## SUPPLIED TEXT:
Together they create a loop where “being” (definitions, axioms) and “making” (postulates) feed into each other to drive proofs.
2.2 Two tones already inside the definitions
Realist-style definitions: #1 point, #2 line, #5 surface, #13 boundary, #14 figure—attempts to state what something is.
Structural-style definitions: #8 plane angle (the inclination of two lines), #15 circle (points equidistant from a center), #23 parallels (lines that do not meet even when produced indefinitely)—concepts fixed by relations and constraints.
→ Even at the definitional level, qualities (being) and relations/operations (structure) are interwoven.
2.3 The famed Fifth Postulate (parallels) as a hinge
The fifth postulate is historically tricky. In a modern equivalent (Playfair’s axiom), through a point not on a line there is exactly one line parallel to the given line. Here, a property (parallelism) and an operative implication (permission of exactly one construction) interlock—a visible duality of being and operation.
3) After Euclid: three sharpened programs
Formalism (Hilbert): absorbs constructive intuition into existence axioms; starts from undefined terms + axioms to secure rigor. (His quip: if the system runs, we could replace “point/line/plane” by “table/chair/beer mug.”)
Mathematical structuralism (Bourbaki): treats objects up to isomorphism; the structure—relations—is primary across fields.
Intuitionism/constructivism (Brouwer et al.): to exist is to be constructible; prefers witness-bearing proofs over non-constructive existence.
(Foundations aside: Gödel and Cohen show—via the constructible universe and forcing—that the Continuum Hypothesis and the Axiom of Choice are independent of ZF. Public moral: axioms themselves can be chosen/engineered; a very structural viewpoint.)
4) Mini case studies (to make it tangible)
Straightedge–compass constructions: the impossibility of angle trisection or cube duplication is not about clumsy hands; it reflects algebraic constraints (field extensions). Operational limits expose structure.
Two kinds of existence proofs:
Non-constructive (e.g., via Choice or Zorn’s lemma) gives a map (“it exists”) but no recipe; constructive proofs provide algorithms or convergent procedures, hence implementability—at the price of explicit cost.
→ In practice we decide which to grasp first—the map or the recipe—depending on the task.
5) Bridging to clinic, research, and design (three steps)
Speed up hypotheses with the courage to treat as if it exists (realist stance) and draw a quick overall map.
Land interventions by checking can we actually construct it? (constructive stance).
Make the shuttle a habit: after results, update either the premises (axioms) or the operations (postulates) as needed.
The mantra remains: separate to diagnose, mix to operate.
6) Appendix: Book I, ultra-brief crib
Common Notions (Axioms)
1 Things equal to the same thing are equal to one another.
2 If equals are added to equals, the wholes are equal.
3 If equals are subtracted from equals, the remainders are equal.

## RECORDED INFORMATION:

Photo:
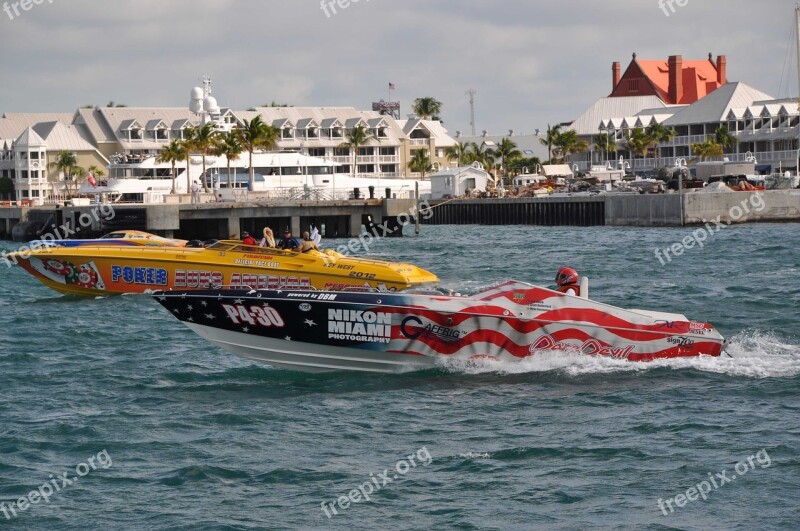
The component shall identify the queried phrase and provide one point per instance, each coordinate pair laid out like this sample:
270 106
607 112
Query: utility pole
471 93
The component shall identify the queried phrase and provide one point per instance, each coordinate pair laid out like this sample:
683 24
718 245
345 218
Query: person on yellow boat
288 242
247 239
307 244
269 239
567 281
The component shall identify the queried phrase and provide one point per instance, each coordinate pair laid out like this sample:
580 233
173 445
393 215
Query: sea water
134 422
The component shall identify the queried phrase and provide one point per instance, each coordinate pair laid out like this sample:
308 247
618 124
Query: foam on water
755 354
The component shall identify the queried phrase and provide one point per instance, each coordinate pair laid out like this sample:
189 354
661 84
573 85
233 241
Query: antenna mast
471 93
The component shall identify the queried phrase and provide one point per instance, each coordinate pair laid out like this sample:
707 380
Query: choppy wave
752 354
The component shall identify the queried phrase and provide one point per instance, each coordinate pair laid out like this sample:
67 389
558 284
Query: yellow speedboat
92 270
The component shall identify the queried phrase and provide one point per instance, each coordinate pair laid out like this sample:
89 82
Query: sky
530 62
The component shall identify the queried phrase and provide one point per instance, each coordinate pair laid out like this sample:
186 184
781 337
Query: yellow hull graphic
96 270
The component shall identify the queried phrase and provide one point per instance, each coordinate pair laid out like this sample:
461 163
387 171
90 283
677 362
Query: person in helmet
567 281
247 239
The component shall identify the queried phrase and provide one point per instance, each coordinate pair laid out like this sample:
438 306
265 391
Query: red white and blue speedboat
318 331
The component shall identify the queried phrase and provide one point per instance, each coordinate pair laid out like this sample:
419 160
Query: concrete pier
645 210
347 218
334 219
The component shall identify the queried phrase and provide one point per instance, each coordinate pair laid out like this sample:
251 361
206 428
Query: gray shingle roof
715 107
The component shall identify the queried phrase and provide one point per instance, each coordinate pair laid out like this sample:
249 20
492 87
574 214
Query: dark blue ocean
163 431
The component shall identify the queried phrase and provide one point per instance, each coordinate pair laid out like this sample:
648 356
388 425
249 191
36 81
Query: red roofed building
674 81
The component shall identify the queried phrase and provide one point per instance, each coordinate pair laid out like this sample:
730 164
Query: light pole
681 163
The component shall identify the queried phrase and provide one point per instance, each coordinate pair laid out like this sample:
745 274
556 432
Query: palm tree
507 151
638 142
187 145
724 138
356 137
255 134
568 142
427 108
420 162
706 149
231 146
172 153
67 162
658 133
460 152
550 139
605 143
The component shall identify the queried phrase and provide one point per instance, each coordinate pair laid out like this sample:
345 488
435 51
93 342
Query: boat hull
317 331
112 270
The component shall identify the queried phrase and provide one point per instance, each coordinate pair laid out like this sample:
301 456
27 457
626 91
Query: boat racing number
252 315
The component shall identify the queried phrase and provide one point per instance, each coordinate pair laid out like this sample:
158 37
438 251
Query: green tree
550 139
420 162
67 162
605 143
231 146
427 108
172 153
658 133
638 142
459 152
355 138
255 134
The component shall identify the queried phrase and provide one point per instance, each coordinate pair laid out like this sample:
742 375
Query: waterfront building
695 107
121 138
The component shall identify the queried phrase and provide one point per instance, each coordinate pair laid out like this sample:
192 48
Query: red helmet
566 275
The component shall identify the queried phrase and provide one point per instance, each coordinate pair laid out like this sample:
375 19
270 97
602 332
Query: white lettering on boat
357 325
* * *
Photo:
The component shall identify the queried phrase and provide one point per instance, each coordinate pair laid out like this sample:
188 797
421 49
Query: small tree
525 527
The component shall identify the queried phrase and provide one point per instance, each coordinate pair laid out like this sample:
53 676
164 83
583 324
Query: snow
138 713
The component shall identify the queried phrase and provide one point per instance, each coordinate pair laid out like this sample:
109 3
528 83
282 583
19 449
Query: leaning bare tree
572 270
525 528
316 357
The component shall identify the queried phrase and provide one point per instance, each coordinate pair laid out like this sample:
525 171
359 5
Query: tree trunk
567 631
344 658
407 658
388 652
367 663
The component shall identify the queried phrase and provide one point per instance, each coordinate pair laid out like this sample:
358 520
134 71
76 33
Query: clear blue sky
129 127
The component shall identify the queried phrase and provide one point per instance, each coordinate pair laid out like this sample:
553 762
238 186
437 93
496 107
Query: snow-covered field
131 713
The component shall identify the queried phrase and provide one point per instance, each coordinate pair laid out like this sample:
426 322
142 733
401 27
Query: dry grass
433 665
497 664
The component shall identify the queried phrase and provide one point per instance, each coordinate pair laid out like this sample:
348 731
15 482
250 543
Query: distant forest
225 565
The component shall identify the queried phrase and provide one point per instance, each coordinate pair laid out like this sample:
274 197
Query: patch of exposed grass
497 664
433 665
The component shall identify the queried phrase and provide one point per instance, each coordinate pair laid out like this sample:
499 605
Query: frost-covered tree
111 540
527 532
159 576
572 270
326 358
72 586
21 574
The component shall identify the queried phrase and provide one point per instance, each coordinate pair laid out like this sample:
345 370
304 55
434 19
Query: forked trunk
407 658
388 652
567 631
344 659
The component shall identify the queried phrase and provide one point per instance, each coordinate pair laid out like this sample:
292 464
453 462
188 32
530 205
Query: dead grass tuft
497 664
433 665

## PROBLEMS TO SOLVE:
1. In the Euclid text, which program holds that to exist is to be constructible?
2. Print everything in the Euclid text from "Speed up hypotheses" down to "mix to operate.".

## RESULTS IN ORDER:
1. Intuitionism/constructivism (Brouwer et al.)

2.
Speed up hypotheses with the courage to treat as if it exists (realist stance) and draw a quick overall map.
Land interventions by checking can we actually construct it? (constructive stance).
Make the shuttle a habit: after results, update either the premises (axioms) or the operations (postulates) as needed.
The mantra remains: separate to diagnose, mix to operate.